● What to do
In the rows below, from the line containing "outcrop you see." through the line containing "199;100;450;300", inclusive, swap "rectangle tool" for "box tool" and write out only those lines with nothing else altered.

------ Extracted records

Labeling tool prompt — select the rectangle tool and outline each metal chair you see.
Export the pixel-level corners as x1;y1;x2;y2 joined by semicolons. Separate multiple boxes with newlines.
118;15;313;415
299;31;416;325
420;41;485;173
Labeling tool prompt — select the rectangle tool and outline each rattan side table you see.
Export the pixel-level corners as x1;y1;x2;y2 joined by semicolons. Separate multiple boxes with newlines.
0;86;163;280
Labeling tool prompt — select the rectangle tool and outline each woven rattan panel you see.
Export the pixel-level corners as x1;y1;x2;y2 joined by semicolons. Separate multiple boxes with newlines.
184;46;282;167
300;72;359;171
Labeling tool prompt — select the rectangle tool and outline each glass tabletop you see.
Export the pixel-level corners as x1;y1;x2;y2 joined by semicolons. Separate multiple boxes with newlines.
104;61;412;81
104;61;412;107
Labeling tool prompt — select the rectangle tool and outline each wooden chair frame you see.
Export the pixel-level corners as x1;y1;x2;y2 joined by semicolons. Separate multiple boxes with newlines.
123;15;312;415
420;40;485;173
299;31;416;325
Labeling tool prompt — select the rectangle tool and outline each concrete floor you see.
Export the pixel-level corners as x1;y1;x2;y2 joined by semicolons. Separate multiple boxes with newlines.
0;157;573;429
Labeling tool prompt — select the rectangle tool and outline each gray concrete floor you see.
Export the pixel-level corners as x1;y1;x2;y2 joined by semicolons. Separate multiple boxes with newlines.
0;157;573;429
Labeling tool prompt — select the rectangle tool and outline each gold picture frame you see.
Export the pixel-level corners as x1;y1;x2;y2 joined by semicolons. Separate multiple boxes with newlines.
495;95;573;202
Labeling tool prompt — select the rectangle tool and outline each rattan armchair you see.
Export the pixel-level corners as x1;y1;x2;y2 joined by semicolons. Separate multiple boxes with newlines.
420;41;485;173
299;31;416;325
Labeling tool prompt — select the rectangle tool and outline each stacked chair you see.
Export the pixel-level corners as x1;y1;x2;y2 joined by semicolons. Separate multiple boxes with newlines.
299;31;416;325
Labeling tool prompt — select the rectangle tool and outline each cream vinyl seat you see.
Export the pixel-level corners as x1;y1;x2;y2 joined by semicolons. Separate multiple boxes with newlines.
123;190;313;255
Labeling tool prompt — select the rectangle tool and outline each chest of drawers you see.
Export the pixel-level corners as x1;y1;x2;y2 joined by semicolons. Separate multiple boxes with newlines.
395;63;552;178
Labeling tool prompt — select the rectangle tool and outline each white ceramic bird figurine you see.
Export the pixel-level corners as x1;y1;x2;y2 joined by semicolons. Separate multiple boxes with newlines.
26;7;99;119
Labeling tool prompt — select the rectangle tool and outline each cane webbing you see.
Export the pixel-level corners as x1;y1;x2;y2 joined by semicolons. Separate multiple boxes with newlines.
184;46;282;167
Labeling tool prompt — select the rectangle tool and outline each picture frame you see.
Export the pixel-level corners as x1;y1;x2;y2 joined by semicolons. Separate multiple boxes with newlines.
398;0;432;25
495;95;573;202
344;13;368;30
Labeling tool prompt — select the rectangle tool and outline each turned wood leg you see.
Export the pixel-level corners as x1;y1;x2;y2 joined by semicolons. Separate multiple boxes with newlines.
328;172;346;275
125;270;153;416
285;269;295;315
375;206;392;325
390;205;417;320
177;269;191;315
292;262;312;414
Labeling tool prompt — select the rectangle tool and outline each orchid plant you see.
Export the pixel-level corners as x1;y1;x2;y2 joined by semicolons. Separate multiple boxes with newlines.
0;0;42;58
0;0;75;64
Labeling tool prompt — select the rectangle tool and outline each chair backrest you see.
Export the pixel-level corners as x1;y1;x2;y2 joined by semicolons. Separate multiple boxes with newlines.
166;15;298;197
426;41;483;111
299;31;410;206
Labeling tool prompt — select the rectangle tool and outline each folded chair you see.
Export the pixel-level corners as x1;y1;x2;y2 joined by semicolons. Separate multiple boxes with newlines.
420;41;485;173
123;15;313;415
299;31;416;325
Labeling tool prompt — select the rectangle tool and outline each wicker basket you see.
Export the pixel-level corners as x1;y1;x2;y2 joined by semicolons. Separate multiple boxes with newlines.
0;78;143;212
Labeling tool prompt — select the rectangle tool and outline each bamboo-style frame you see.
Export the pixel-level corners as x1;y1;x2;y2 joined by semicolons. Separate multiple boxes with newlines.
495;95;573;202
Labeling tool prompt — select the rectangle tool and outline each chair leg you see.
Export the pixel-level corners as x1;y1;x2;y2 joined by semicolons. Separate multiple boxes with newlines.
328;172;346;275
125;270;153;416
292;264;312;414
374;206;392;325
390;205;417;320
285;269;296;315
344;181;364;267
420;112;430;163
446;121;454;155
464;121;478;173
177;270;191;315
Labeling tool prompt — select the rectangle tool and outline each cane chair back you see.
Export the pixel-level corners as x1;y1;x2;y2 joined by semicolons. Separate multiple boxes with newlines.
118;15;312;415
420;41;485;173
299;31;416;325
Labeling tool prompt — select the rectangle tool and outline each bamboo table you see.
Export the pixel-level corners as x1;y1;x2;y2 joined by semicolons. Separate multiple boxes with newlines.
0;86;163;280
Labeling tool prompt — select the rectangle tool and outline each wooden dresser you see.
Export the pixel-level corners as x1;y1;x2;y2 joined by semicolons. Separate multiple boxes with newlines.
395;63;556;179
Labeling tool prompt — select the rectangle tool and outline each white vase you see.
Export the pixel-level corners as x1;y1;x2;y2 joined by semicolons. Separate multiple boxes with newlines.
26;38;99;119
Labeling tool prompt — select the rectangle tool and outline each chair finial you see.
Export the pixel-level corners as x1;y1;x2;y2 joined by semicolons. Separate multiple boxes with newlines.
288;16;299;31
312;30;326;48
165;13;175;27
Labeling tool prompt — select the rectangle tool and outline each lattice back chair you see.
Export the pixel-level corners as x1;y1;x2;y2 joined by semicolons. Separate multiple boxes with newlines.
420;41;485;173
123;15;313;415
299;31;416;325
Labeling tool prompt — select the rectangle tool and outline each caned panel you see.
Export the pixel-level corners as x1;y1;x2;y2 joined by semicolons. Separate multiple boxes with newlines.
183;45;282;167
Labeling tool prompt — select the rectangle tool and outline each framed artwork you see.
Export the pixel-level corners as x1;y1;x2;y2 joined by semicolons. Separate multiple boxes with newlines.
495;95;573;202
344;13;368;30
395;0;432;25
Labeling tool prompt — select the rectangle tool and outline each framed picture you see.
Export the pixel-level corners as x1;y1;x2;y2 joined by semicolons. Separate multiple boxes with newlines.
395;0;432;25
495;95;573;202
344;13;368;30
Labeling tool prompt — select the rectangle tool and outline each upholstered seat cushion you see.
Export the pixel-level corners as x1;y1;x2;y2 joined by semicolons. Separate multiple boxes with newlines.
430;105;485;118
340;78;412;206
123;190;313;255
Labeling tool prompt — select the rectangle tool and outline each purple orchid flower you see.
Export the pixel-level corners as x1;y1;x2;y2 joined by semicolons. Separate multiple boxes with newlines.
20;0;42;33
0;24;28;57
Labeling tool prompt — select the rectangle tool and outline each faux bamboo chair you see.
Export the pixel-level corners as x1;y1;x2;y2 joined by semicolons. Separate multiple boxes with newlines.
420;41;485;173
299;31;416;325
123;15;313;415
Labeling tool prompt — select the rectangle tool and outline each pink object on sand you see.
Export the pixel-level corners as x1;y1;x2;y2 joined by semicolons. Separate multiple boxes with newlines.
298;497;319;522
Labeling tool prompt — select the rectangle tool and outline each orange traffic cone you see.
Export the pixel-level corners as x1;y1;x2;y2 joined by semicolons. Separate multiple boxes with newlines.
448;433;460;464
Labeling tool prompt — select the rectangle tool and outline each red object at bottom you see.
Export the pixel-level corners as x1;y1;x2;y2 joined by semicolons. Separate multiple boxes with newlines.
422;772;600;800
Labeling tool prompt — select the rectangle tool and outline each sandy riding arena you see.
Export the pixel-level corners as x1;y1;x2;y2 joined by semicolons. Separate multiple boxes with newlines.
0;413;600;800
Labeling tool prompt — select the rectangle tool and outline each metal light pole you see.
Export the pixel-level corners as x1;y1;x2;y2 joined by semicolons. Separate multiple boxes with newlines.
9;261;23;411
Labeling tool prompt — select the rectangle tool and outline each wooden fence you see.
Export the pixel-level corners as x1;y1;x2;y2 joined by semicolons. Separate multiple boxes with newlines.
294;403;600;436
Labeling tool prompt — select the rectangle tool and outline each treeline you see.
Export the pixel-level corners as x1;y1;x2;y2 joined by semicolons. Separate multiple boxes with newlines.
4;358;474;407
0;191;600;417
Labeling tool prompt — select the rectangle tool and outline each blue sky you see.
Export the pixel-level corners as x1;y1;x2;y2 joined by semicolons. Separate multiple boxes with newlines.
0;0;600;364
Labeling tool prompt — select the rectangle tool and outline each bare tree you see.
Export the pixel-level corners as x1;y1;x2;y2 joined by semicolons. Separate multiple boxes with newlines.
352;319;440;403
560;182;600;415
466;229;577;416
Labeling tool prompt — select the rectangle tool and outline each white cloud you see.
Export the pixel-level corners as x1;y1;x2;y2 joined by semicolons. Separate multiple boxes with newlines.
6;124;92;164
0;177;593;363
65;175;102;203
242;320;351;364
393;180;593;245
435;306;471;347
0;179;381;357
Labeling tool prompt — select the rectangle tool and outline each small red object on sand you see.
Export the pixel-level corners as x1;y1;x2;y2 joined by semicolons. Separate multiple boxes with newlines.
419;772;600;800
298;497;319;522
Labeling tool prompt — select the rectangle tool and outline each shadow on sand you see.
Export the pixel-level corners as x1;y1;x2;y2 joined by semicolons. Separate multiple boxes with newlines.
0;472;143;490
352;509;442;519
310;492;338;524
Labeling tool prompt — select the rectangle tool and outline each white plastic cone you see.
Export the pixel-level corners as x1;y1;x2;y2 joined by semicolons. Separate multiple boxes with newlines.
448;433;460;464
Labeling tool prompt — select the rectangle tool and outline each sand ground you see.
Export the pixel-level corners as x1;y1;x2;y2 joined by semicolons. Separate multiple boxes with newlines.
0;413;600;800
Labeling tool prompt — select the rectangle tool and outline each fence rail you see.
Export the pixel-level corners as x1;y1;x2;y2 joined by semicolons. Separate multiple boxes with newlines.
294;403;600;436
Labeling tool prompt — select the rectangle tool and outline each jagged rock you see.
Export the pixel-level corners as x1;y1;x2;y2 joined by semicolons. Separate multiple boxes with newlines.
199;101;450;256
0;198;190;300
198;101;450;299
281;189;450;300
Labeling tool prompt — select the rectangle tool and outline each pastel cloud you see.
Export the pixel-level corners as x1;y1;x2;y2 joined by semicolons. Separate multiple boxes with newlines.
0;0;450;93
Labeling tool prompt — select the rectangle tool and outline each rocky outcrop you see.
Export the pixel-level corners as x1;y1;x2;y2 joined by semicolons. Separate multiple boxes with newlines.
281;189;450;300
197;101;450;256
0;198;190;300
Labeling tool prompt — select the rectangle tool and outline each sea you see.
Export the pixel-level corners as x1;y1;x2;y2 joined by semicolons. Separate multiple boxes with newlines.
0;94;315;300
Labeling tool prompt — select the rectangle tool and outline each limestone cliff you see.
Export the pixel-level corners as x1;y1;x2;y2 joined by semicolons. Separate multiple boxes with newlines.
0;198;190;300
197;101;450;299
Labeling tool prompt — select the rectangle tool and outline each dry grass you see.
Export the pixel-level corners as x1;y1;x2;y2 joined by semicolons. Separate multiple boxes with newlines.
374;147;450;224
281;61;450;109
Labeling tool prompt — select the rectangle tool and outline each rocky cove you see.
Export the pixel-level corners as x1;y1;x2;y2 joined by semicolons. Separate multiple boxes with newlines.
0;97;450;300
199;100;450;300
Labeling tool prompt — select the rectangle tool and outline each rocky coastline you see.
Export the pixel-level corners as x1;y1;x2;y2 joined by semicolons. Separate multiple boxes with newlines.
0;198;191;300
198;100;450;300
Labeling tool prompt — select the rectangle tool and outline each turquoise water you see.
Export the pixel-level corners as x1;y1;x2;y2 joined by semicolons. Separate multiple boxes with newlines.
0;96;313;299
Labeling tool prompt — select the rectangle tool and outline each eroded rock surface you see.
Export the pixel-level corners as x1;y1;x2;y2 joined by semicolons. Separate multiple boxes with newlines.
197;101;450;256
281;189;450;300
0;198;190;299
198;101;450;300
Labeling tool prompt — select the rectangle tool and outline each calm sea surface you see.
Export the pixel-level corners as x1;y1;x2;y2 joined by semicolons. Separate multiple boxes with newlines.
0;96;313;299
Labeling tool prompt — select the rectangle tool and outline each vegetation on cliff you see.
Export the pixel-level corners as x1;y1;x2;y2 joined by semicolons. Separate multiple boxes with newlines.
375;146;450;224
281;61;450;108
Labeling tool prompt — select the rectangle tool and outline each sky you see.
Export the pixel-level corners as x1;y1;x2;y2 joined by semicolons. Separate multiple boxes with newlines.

------------

● Output for this task
Labeling tool prompt — select the box tool and outline each rocky outcrop you see.
Export the pixel-level corners as x1;y1;x2;y2 joined by semicolons. Separate multiple boxes with newlines.
281;189;450;300
197;101;450;256
0;198;190;300
Labeling tool prompt — select the box tool and outline each sea you see.
Export the pixel-level corners as x1;y1;x2;y2 joined by semicolons. Separate multiple boxes with newlines.
0;94;315;300
Labeling tool prompt — select the box tool and outline each limestone cliff you see.
Export the pixel-level corners as x1;y1;x2;y2 joined by semicolons. Separate multiple boxes with newlines.
0;198;190;300
197;101;450;299
Labeling tool prompt — select the box tool and outline each dry grass you see.
Export the pixel-level corners as x1;y1;x2;y2 joined by semicolons. Separate multiple boxes with newlines.
374;147;450;224
281;61;450;109
Labeling tool prompt — select the box tool and outline each rocky cove you see.
Export the pixel-level corners as x1;y1;x2;y2 joined by semicolons. Separate multiple boxes with newlines.
0;97;450;300
199;100;450;300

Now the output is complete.